Problem to work on
Lines from the one containing "woman in patterned" through the last line of the data are to be repeated word for word, both ends included.

(Entries from a dataset)

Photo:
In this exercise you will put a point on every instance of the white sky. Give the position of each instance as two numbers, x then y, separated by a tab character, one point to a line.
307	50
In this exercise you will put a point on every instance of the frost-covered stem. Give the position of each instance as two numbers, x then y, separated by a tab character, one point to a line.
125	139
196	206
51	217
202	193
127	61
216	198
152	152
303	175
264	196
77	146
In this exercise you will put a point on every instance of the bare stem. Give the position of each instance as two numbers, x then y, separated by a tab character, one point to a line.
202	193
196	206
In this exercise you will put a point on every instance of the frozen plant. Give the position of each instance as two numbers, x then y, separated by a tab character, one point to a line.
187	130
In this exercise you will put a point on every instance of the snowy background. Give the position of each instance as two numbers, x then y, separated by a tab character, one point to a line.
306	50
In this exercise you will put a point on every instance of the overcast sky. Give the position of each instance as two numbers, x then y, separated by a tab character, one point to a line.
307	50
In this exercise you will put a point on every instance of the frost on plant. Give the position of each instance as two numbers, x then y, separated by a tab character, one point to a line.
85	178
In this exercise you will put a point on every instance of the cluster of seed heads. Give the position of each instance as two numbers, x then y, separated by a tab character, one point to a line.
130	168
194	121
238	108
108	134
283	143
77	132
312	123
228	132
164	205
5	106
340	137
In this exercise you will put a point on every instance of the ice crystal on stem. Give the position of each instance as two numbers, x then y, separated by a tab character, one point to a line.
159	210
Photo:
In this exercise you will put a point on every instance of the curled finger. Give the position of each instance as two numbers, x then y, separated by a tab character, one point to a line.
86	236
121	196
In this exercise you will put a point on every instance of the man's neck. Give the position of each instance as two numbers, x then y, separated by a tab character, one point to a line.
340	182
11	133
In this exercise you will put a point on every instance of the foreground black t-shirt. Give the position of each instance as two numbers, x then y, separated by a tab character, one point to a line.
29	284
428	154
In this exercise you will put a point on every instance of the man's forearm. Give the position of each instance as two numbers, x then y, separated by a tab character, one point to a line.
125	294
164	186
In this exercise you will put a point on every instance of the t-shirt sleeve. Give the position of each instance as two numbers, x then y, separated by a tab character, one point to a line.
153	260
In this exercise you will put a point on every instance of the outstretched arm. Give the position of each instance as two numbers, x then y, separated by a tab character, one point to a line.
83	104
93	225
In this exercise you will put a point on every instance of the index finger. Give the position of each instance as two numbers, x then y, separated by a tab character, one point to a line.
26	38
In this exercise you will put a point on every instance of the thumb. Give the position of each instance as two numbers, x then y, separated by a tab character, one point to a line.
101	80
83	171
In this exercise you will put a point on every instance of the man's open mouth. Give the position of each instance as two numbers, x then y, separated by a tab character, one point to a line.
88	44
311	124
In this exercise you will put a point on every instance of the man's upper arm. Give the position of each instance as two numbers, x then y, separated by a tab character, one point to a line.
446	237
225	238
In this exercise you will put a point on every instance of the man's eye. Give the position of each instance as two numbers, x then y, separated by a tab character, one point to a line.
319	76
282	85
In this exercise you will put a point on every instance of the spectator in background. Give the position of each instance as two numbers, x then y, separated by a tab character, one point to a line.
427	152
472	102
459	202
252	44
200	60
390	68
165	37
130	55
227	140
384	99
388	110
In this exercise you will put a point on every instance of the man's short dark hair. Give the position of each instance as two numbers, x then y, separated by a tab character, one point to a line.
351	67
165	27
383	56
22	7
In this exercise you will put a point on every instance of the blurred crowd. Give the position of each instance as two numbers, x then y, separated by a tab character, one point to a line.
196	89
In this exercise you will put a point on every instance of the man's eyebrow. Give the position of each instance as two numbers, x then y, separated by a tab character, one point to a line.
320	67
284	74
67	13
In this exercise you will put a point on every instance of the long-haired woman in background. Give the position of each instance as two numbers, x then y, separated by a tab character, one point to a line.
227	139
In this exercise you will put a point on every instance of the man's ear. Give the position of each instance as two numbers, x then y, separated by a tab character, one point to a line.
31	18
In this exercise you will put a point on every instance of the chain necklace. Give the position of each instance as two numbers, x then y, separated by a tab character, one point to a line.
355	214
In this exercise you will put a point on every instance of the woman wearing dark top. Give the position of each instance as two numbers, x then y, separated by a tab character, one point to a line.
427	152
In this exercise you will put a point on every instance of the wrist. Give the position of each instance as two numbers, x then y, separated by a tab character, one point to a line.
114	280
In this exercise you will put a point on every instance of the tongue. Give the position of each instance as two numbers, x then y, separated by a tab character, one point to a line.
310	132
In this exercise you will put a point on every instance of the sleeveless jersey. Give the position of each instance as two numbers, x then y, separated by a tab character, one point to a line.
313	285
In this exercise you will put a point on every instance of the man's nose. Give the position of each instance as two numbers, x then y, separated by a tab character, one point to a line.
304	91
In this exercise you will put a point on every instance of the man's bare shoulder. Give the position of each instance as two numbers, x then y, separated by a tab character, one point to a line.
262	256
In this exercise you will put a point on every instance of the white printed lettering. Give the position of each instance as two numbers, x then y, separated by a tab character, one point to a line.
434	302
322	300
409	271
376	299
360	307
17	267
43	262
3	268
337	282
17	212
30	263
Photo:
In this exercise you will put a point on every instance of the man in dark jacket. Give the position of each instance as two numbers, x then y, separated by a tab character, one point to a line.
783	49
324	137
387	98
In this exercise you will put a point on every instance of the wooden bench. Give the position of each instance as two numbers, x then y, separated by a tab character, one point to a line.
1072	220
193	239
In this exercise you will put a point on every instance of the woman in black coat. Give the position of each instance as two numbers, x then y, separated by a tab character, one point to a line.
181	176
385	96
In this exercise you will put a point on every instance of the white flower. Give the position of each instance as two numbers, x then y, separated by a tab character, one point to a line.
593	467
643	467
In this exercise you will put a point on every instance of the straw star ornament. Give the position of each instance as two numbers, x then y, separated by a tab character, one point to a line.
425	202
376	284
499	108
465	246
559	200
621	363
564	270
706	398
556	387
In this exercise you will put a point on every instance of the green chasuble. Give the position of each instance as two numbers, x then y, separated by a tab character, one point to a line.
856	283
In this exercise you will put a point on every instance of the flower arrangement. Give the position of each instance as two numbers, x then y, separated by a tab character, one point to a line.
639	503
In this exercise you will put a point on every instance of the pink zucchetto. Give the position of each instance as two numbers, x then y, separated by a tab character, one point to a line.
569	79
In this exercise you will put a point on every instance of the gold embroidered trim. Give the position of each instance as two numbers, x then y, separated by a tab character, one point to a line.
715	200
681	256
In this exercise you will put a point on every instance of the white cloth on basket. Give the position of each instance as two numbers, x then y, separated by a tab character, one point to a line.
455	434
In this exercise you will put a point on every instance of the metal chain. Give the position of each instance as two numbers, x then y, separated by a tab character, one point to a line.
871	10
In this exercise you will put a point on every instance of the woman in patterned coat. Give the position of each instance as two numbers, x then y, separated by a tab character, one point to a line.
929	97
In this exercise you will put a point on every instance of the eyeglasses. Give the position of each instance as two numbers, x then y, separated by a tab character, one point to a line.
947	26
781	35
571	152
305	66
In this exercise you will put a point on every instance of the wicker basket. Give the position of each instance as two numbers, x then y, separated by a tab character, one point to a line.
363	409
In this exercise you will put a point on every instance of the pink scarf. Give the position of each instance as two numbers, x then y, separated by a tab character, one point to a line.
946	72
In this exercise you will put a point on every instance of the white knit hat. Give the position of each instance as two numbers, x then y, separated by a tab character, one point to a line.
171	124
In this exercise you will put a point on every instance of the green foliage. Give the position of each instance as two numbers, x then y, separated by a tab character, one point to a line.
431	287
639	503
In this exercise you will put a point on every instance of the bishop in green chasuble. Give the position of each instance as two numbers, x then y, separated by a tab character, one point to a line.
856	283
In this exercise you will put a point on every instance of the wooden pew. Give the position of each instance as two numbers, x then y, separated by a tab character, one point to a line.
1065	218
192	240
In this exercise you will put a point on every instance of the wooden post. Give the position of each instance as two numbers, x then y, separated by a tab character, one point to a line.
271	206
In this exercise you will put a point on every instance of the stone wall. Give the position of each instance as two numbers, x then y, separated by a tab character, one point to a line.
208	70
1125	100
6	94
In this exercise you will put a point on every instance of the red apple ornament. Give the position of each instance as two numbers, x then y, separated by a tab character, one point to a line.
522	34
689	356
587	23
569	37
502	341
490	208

Finished answer
In this exercise you will put a point on every instance of the woman in patterned coat. Give the position of each instance as two numbers, x then y, separated by a tab character, one point to a line.
929	97
In this exercise you will put a point on every instance of the eyeglasses. Give the position of each instance as two numbers, x then y, separated by a tab character, one point to a line.
947	26
781	35
571	152
305	66
In this exercise you will put a point on every instance of the wicker basket. Give the position of each instance as two numbers, x then y, separated by a tab character, one point to a line.
363	409
In this exercise you will put a point on every instance of the pink scarf. Give the position of each instance as two numbers, x then y, separated by a tab character, one point to a line.
946	72
In this exercise you will put a point on every instance of the white knit hat. Give the position of each instance as two numbers, x then y, separated by a tab character, one point to a line.
171	124
In this exercise you will put a point on every instance of the green foliage. Give the position of each instance as two numbers, x then y, separated by a tab character, one point to a line.
431	287
639	503
In this exercise you will put a point on every instance of the bishop in green chasuble. Give the position of each instance as two numbers, x then y, separated by a tab character, one point to a line.
856	283
In this exercise you will put a point on every instance of the wooden pew. Give the position of each instance as two numbers, x then y, separated by a tab character, one point to a line.
1065	218
192	240
In this exercise you will put a point on every instance of the wooden post. Give the position of each instance as two numbers, x then y, separated by a tab character, one point to a line.
271	206
In this exercise you will put a point on every instance of the stone wall. Give the position of each instance as two numbers, x then y, separated by a tab character, one point to a line.
208	70
1125	100
6	94
In this exercise you will put a point on every instance of the red apple ornament. Give the position of each instance as two numbers, x then y, separated by a tab character, one point to a line.
522	34
689	356
587	23
569	37
502	341
490	208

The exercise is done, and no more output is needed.